**ЦИТИРУЕМЫЙ ОТРЫВОК:**
....................

Текущая страница: 9 (всего у книги 55 страниц) [доступный отрывок для чтения: 18 страниц]

Шрифт:
- 100% +

Беньямин набросал черновик своей диссертации «Концепция критики в немецком романтизме» к началу апреля 1919 г. Хотя он никогда бы не взялся за этот труд без «внешнего побуждения», как он объяснял полугодом ранее своему преданному корреспонденту швейцарского периода и старому другу Эрнсту Шену, это начинание не было «пустой тратой времени». «То, что я получил от него, – отмечал Беньямин, – то есть представление о взаимосвязи между истиной и историей… едва ли в явном виде войдет в диссертацию, но, надеюсь, будет распознано проницательным читателем» (C, 135–136). Разумеется, Беньямин уже давно проявлял интерес к немецкому романтизму. В «Диалоге о современной религиозности» 1912 г. его персонаж отмечает, «что мы по-прежнему живем в гуще открытий романтизма», а в статье под названием «Романтизм», опубликованной в следующем году в Der Anfang, Беньямин проводит связь между «новой молодежью» и подчеркнуто трезвым «романтизмом истины» (EW, 70, 105). Аналогичным образом он указывал на значение романтизма Шену: «Современная концепция критики выросла из романтической концепции». Романтики создали «новую концепцию искусства, которая во многих отношениях является нашей концепцией искусства» (C, 136). Сообщая в апреле о завершении первого наброска диссертации, он пишет, что она «стала тем, чем и должна была стать: указателем на истинную природу романтизма, абсолютно не отраженную во вторичной литературе» (C, 139). Тем не менее ему казалось, что «запутанный и традиционный» академический подход, избранный им в данном случае, не позволил ему проникнуть в «сердце романтизма», то есть в его мессианство (этот вопрос затрагивался в примечании в начале диссертации). Но этот компромисс с академическим этикетом ни в коем случае не означал недостаточной проницательности изложения: «Структура данной работы (которая переходит от эпистемологии к теории искусства) предъявляет большие требования к читателю, так же как их отчасти предъявляет и ее язык» (C, 141). Подход, применявшийся им в диссертации, едва ли можно было назвать традиционным: напротив, искусное переплетение исторической, философской и литературной точек зрения предвещало «междисциплинарные» тенденции современной науки.

Диссертация Беньямина остается серьезным вкладом в современное понимание художественной критики немецкого романтизма; кроме того, она представляет собой решающий шаг в развитии его собственной концепции критики. В своей диссертации Беньямин выдвигает три тезиса, занимающих ключевое место в его последующих работах: идею творческого разрушения или, согласно терминологии Шлегеля, уничтожения культурного объекта как предпосылки всякой критики; предположение о том, что любая серьезная критика призвана воздать должное «истине», содержащейся в произведении; понимание критической работы как независимого произведения, в полной мере соизмеримого с «изначальным» произведением искусства. Диссертация Беньямина не переходит непосредственно к рассмотрению романтической критики, она обозначает путь, который прошла критика в связи с переосмыслением кантовского идеализма последующими философами, в первую очередь Иоганном Готлибом Фихте.

....................

**СПИСОК ЗАДАНИЙ:**
A - Ответьте по отрывку о диссертации Беньямина на вопросы:
(i) К какому сроку Беньямин набросал черновик своей диссертации?
(ii) В каком издании вышла его статья «Романтизм»?
(iii) Какого философа отрывок называет первым среди тех, кто переосмыслил кантовский идеализм?
B - Согласуются ли с отрывком о диссертации Беньямина эти утверждения? На каждое ответьте «да» или «нет» и приведите решающие слова отрывка.
(i) По мнению Беньямина, вторичная литература верно передает истинную природу романтизма.
(ii) Структура диссертации ведет от эпистемологии к теории искусства.
(iii) Диссертация сразу переходит к разбору романтической критики.
C - Допишите отрывок о диссертации Беньямина дальше, начиная после его последнего предложения.

**ИСХОДНЫЕ ДАННЫЕ:**
....................

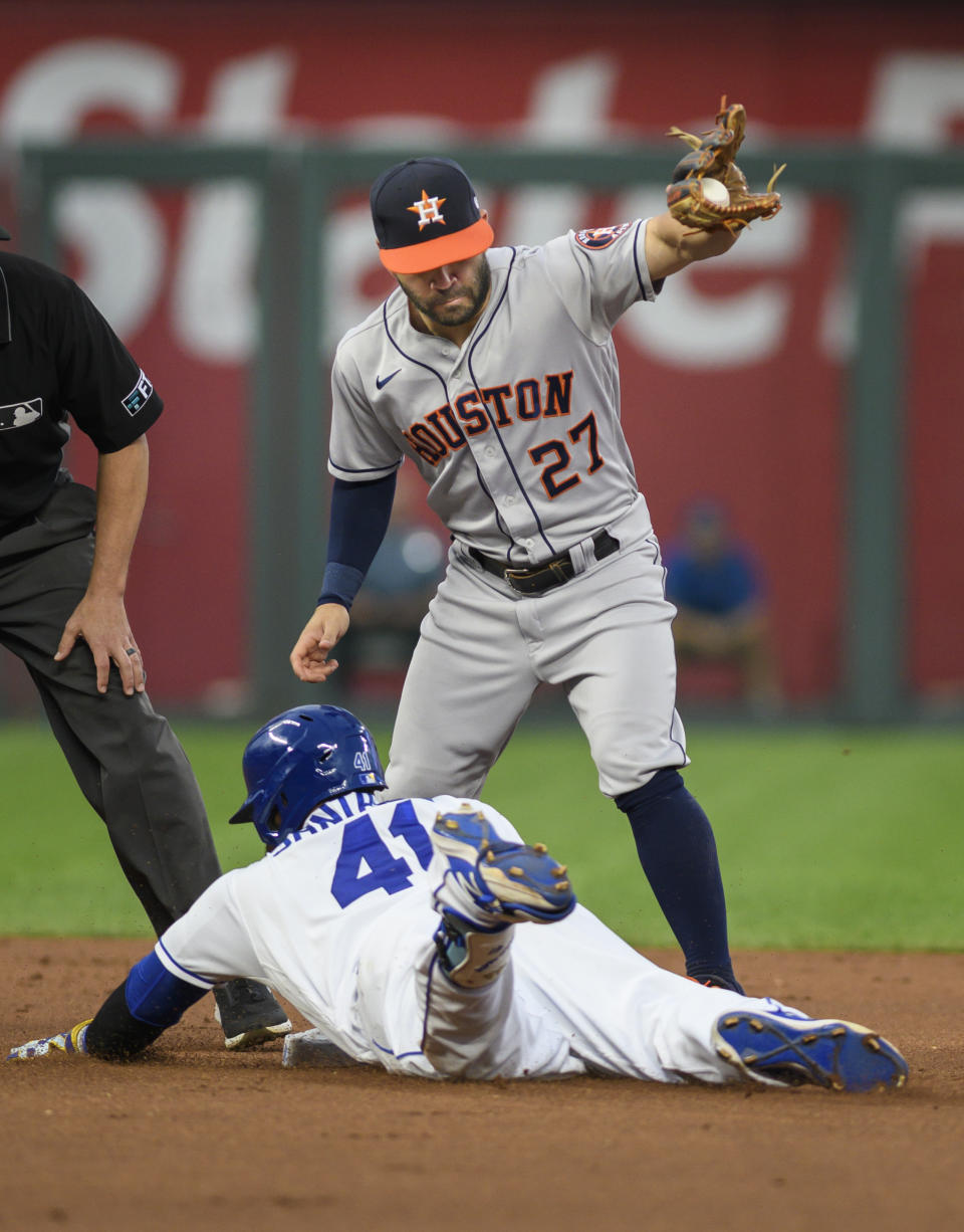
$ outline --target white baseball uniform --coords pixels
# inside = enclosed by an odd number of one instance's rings
[[[453,537],[401,695],[390,796],[478,795],[542,681],[566,690],[606,795],[688,763],[675,609],[611,336],[655,299],[645,227],[489,250],[489,301],[460,347],[416,330],[401,290],[339,346],[331,474],[379,479],[411,458]],[[603,530],[618,547],[601,558]],[[478,553],[523,569],[568,553],[575,575],[524,595]]]
[[[321,804],[262,860],[211,886],[155,954],[201,988],[265,981],[348,1057],[394,1073],[740,1077],[717,1053],[715,1020],[778,1003],[664,971],[580,906],[553,924],[515,925],[510,963],[491,984],[451,983],[432,942],[446,864],[430,833],[463,803],[374,803],[358,792]],[[520,841],[494,808],[469,803]]]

....................

**ГОТОВЫЕ ОТВЕТЫ:**
A -
(i) К началу апреля 1919 г.
(ii) В Der Anfang.
(iii) Иоганна Готлиба Фихте.

B -
(i) Нет: «абсолютно не отраженную во вторичной литературе».
(ii) Да: «Структура данной работы (которая переходит от эпистемологии к теории искусства)».
(iii) Нет: «Диссертация Беньямина не переходит непосредственно к рассмотрению романтической критики».

C -
В философском плане диссертация Беньямина начинается с того, чем заканчивается работа «О программе грядущей философии», – с преодоления теорией познания антитезиса субъекта и объекта. Если пересмотр Канта привел к концепции опыта (играющей важную роль в последующих работах Беньямина), то организующей идеей его диссертации служит «рефлексия», понимаемая как формативный принцип искусства. Проблема познания, проблема структуры самоосознания, соответственно, помещаются в контекст посткантовской мысли, в первую очередь выдвинутой Фихте концепции рефлексии, на рубеже XVIII и XIX вв. подхваченной и пересмотренной Фридрихом Шлегелем, Новалисом и их кружком. Разумеется, то, что мышлению присуща рефлексивная связь с самим собой, признавалось уже давно. После того как на заре современной философии Декарт вновь поднял на щит cogito, то есть после того, как основой любого познания был провозглашен мыслящий субъект, проблематика самоосознания была решительно переориентирована Кантом с выведенными им категориями восприятия, диктующими необходимость связи между воспринимающим субъектом и воспринимаемыми объектами. Немецкий романтизм развивает эту связь таким образом, что различие между субъектом и объектом практически исчезает.

Беньямин старательно отделяет этот проблемно-исторический контекст от литературно-исторического[108]108
  В параграфе 10 «Бытия и времени» (1927) Хайдеггер тоже отделяет историю литературы (Literaturgeschichte) от истории проблем (Problemgeschichte), предполагая, что первая превращается в последнюю. См.: Heidegger, Being and Time, 30; Хайдеггер, Бытие и время, 10.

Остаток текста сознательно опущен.